PROBLEM 1 :: From the opinion piece on the Trump shooting, print the part that opens with the words containing "The mysterious case" and closes with "be the judge.".
PROBLEM 2 :: In the opinion piece on the Trump shooting, what did Kim Cheatle blame difficulties on?
PROBLEM 3 :: According to the opinion piece on the Trump shooting, what would law enforcement officials in well-run nations have done at press conferences? List every one.

READING PASSAGE ::
'''
The mysterious case of the shooting of Donald Trump

It’s called ‘plausible deniability’

27 July 2024

9:00 AM

27 July 2024

9:00 AM

The Trump shooting already looks set to disappear down the same rabbit hole as the JFK and RFK assassinations, Epstein’s ‘suicide’, the Las Vegas shootings and other epic unsolved US criminal mysteries. To paraphrase 51 US intelligence analysts, the assassination Trump tale ‘has the classic earmarks’ of a botched security services operation; whether to protect Trump or take him out, you be the judge.

Consider, for starters, the lack of official detail on what happened that day. In well-run nations, law enforcement officials would have already had multiple press conferences with agency heads to display the weapon, reveal ballistics information, detail the shots fired and by whom, explain safety lapses on the day and answer media queries. But in the broken US, where half a dozen agencies shared security tasks, federal agencies have had no traditional press conferences, much less daily ones providing detail. Instead media pieces have relied on largely anonymous sources from various agencies, often contradicting each other, and occasional unsatisfactory remarks from former Secret Service director and overall boss, Kim Cheatle, she who risibly blamed difficulties on a sloping roof. The story is changing daily, and much of what is reported may in time turn out to be wrong, although it’s moot whether the truth will ever emerge. I would note, though, that telling the truth requires little preparation; it’s when you are trying to create a narrative, or cover your back, that you need time to coordinate.
'''
AVAILABLE DATA ::
'''
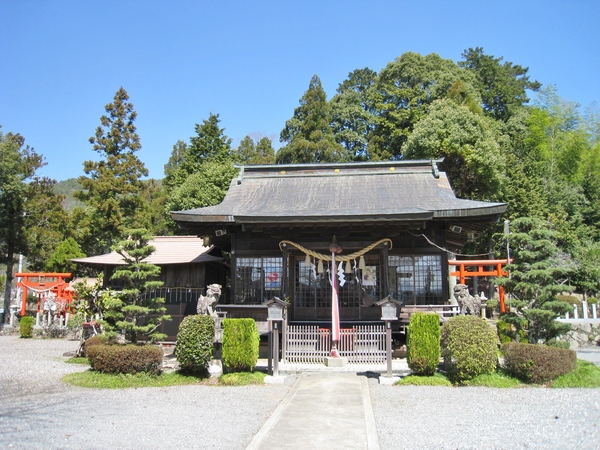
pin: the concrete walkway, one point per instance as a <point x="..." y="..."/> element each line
<point x="323" y="410"/>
'''
EXERCISE RESPONSE 1 ::
The mysterious case of the shooting of Donald Trump

It’s called ‘plausible deniability’

27 July 2024

9:00 AM

27 July 2024

9:00 AM

The Trump shooting already looks set to disappear down the same rabbit hole as the JFK and RFK assassinations, Epstein’s ‘suicide’, the Las Vegas shootings and other epic unsolved US criminal mysteries. To paraphrase 51 US intelligence analysts, the assassination Trump tale ‘has the classic earmarks’ of a botched security services operation; whether to protect Trump or take him out, you be the judge.

EXERCISE RESPONSE 2 :: A sloping roof.

EXERCISE RESPONSE 3 ::
- Display the weapon
- Reveal ballistics information
- Detail the shots fired and by whom
- Explain safety lapses on the day
- Answer media queries